WHAT TO PRODUCE
A faithful, complete copy of the records is required.

INPUT FOR THIS TASK
Start of Block

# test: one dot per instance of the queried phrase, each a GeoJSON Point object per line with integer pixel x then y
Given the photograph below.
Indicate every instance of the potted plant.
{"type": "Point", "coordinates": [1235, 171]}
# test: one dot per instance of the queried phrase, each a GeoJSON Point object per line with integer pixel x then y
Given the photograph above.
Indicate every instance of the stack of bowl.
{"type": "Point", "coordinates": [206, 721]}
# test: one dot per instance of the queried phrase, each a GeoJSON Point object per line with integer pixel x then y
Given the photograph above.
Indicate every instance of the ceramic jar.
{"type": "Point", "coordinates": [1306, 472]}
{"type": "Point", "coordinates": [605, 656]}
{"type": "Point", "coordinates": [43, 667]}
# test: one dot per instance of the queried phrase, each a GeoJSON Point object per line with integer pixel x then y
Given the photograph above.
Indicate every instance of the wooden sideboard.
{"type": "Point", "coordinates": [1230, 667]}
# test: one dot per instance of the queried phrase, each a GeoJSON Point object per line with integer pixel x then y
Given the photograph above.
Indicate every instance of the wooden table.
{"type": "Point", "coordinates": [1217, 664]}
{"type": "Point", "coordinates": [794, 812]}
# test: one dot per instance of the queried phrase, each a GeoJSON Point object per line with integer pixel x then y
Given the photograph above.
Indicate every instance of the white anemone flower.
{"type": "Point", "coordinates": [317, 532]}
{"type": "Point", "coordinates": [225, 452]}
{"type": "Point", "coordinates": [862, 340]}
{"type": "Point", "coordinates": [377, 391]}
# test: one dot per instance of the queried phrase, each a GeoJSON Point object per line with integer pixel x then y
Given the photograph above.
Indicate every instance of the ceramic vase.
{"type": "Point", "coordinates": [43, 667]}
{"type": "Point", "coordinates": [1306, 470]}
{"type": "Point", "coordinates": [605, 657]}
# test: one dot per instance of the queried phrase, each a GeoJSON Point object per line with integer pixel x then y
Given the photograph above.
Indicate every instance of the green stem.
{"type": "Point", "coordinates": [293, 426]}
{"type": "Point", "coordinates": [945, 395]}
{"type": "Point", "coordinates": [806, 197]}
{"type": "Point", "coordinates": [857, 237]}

End of Block

REPLY TO THE EXERCISE
# test: one dot per instance of the queried phrase, each a GeoJSON Point object per line with integer pixel x then y
Given the photograph below.
Indicate every instance of the potted plant.
{"type": "Point", "coordinates": [1235, 171]}
# test: one dot per instance of the queried phrase, each a GeoJSON Point object per line with integer pixel x then y
Given the photograph above.
Indicate every instance of the stack of bowl.
{"type": "Point", "coordinates": [206, 721]}
# test: one dot per instance of the queried phrase, each a GeoJSON Point object per line with integer pixel x then y
Given the photograph above.
Indicate every instance of the ceramic jar.
{"type": "Point", "coordinates": [1306, 472]}
{"type": "Point", "coordinates": [605, 656]}
{"type": "Point", "coordinates": [43, 667]}
# test: one dot per instance of the queried phrase, each a GeoJSON Point object per line with integer pixel x then y
Given the photograph above.
Indicate every instance of the wooden sideboard.
{"type": "Point", "coordinates": [1230, 667]}
# test: one dot per instance of the queried phrase, each a GeoJSON Point object per line with integer pixel x then y
Given the photograph above.
Indicate every instance of the wooden table.
{"type": "Point", "coordinates": [1217, 664]}
{"type": "Point", "coordinates": [794, 812]}
# test: one dot per instance of the queried phrase, each a GeoJSON Point object per line with integer pixel x then y
Given the photograph above.
Indicate every instance of the white anemone flower.
{"type": "Point", "coordinates": [317, 532]}
{"type": "Point", "coordinates": [225, 452]}
{"type": "Point", "coordinates": [862, 340]}
{"type": "Point", "coordinates": [377, 391]}
# test: one dot per instance of the queried phrase, each a GeoJSON Point object per line with integer pixel x then y
Given the photograph above.
Indicate every instance of the ceramic vase.
{"type": "Point", "coordinates": [43, 667]}
{"type": "Point", "coordinates": [1306, 470]}
{"type": "Point", "coordinates": [605, 657]}
# test: one dot per instance of the queried phrase, each a GeoJSON Point object per line with integer pixel x then y
Given the photograph above.
Indicate every instance of the green stem.
{"type": "Point", "coordinates": [293, 426]}
{"type": "Point", "coordinates": [945, 395]}
{"type": "Point", "coordinates": [806, 197]}
{"type": "Point", "coordinates": [857, 237]}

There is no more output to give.